Directive 1: In the town hall highlights, who moderated the panel?

Document excerpt:

Highlights from LFJ’s Virtual Town Hall: Investor Perspectives

On March 27th, LFJ hosted a virtual town hall featuring key industry stakeholders giving their perspectives on investment within the legal funding sector. Our esteemed panelists included Chris Capitanelli (CC), Partner at Winston and Strawn, LLP, Joel Magerman (JM), CEO of Bryant Park Capital, Joe Siprut (JSi), Founder and CEO of Kerberos Capital, and Jaime Sneider (JSn), Managing Director at Fortress Investment Group. The panel was moderated by Ed Truant (ET), Founder of Slingshot Capital.

Below are highlights from the discussion:

One thing that piqued my interest recently was the recent Georgia jury that awareded a single plaintiff $2.1 billion in one of 177 lawsuits against Monsanto. What is your perspective on the health of the mass tort litigation market in general?

JSn: Well, I think nuclear verdicts get way more attention than they probably deserve. That verdict is going to end up getting reduced significantly because the punitive damages that were awarded were unconstitutionally excessive. I think it was a 30 to 1 ratio. I suspect that will just easily be reduced, and there will probably be very little attention associated with that reduction, even though that’s a check that’s already in place to try to prevent outsized judgments that aren’t tied as much to compensatory damages. I expect Monsanto will also likely challenge the verdict on other grounds as well, which is its right to do.

(Rows from an object pointing dataset)
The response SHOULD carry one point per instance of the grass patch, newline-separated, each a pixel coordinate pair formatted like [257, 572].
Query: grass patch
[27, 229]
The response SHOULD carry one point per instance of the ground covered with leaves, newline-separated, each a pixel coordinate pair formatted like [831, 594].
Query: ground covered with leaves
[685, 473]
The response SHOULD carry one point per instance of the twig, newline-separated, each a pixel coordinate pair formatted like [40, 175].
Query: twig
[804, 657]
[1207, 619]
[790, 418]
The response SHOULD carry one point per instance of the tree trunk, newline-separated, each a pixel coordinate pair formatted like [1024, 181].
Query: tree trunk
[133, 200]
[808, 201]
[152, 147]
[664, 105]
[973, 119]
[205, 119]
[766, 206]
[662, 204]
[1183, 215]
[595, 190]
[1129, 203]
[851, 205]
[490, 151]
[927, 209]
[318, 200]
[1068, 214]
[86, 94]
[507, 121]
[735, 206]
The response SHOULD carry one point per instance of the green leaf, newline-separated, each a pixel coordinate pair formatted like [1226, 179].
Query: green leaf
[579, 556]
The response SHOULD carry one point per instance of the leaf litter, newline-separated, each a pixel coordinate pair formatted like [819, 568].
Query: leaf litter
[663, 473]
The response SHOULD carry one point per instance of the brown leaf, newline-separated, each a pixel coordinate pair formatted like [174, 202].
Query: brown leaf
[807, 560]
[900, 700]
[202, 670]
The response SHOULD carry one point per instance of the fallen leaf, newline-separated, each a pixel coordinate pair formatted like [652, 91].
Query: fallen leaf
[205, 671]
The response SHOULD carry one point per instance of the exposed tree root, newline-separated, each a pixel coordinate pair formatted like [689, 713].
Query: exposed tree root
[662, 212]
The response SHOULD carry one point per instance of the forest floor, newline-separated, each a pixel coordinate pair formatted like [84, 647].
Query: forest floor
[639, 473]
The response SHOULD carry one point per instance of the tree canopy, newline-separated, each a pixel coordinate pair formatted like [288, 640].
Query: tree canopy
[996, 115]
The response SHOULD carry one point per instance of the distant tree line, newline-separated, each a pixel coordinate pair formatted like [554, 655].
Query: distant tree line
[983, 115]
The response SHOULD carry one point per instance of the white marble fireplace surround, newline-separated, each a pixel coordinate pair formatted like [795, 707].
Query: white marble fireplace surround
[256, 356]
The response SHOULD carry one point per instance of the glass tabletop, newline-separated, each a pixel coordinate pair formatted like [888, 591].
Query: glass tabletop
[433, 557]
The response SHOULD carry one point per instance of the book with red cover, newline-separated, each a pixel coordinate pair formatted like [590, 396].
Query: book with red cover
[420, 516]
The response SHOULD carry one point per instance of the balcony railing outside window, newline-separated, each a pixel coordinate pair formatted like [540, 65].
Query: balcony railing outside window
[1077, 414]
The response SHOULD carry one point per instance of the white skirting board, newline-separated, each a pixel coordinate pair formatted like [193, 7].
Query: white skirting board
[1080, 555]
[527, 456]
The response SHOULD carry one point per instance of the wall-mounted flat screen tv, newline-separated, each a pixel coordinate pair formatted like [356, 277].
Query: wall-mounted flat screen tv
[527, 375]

Directive 2: Format everything in the records from the line containing "The response SHOULD carry one point per instance of the book" down to the line containing "[1077, 414]" as a numbered list, leaving out any blank lines.

Right answer 1: Ed Truant, Founder of Slingshot Capital, moderated the panel.

Right answer 2:
1. The response SHOULD carry one point per instance of the book with red cover, newline-separated, each a pixel coordinate pair formatted like [590, 396].
2. Query: book with red cover
3. [420, 516]
4. The response SHOULD carry one point per instance of the balcony railing outside window, newline-separated, each a pixel coordinate pair formatted like [540, 65].
5. Query: balcony railing outside window
6. [1077, 414]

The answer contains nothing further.